**Instructions for the task:** Only lines containing the word "lawn" belong in the answer; copy each one from the records.

[[ Materials provided, beginning ]]

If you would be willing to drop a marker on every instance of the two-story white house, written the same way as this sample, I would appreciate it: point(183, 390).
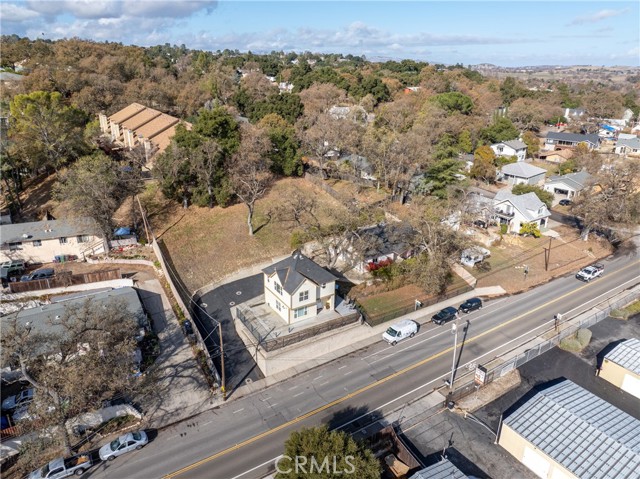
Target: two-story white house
point(298, 289)
point(43, 241)
point(510, 148)
point(515, 210)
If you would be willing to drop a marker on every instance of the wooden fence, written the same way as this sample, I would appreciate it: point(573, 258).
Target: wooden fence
point(64, 279)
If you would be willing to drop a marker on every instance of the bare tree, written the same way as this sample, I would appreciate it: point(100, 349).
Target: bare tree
point(73, 361)
point(249, 169)
point(611, 199)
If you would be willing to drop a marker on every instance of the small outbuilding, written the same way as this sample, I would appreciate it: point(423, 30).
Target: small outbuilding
point(621, 366)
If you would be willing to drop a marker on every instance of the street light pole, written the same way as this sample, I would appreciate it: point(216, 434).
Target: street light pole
point(454, 330)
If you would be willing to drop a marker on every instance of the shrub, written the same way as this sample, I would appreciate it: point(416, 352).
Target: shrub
point(584, 337)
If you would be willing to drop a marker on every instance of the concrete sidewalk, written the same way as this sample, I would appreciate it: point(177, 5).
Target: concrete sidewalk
point(180, 390)
point(360, 337)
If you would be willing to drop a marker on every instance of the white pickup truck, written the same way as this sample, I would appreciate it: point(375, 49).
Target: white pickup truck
point(59, 468)
point(590, 272)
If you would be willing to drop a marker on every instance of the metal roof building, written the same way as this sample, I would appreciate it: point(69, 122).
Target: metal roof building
point(621, 366)
point(442, 470)
point(566, 431)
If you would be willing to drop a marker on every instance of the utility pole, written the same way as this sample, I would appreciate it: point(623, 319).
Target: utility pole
point(454, 330)
point(547, 255)
point(223, 386)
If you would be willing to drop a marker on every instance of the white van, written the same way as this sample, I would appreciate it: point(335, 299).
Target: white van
point(399, 331)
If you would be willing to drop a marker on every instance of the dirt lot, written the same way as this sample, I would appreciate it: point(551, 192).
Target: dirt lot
point(195, 237)
point(568, 254)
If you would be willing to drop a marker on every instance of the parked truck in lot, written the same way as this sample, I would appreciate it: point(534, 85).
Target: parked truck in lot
point(590, 272)
point(59, 468)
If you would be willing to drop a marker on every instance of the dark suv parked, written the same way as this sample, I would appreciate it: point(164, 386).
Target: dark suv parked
point(470, 304)
point(445, 315)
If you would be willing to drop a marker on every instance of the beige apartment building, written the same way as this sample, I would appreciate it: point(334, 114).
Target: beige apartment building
point(48, 241)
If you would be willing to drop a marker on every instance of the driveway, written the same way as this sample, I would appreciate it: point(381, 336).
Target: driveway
point(179, 390)
point(240, 365)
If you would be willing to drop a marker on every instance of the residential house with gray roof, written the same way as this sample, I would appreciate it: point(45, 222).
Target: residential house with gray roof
point(556, 138)
point(567, 186)
point(298, 289)
point(628, 146)
point(566, 431)
point(522, 173)
point(516, 210)
point(510, 148)
point(43, 241)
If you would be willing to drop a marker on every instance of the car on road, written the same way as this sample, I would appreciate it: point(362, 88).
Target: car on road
point(127, 442)
point(23, 398)
point(444, 315)
point(399, 331)
point(43, 273)
point(470, 304)
point(590, 272)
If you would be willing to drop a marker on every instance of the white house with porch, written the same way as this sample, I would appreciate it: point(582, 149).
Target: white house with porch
point(510, 148)
point(522, 173)
point(48, 241)
point(567, 186)
point(516, 210)
point(297, 289)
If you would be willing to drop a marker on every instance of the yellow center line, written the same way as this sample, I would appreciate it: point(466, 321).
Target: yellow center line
point(372, 385)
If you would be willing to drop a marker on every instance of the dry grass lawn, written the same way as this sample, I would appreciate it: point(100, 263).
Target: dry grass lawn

[[ Materials provided, end ]]

**Expected answer:**
If you would be willing to drop a marker on every instance of the dry grass lawn, written the same way as this sample, I would appreciate it: point(100, 263).
Target: dry grass lawn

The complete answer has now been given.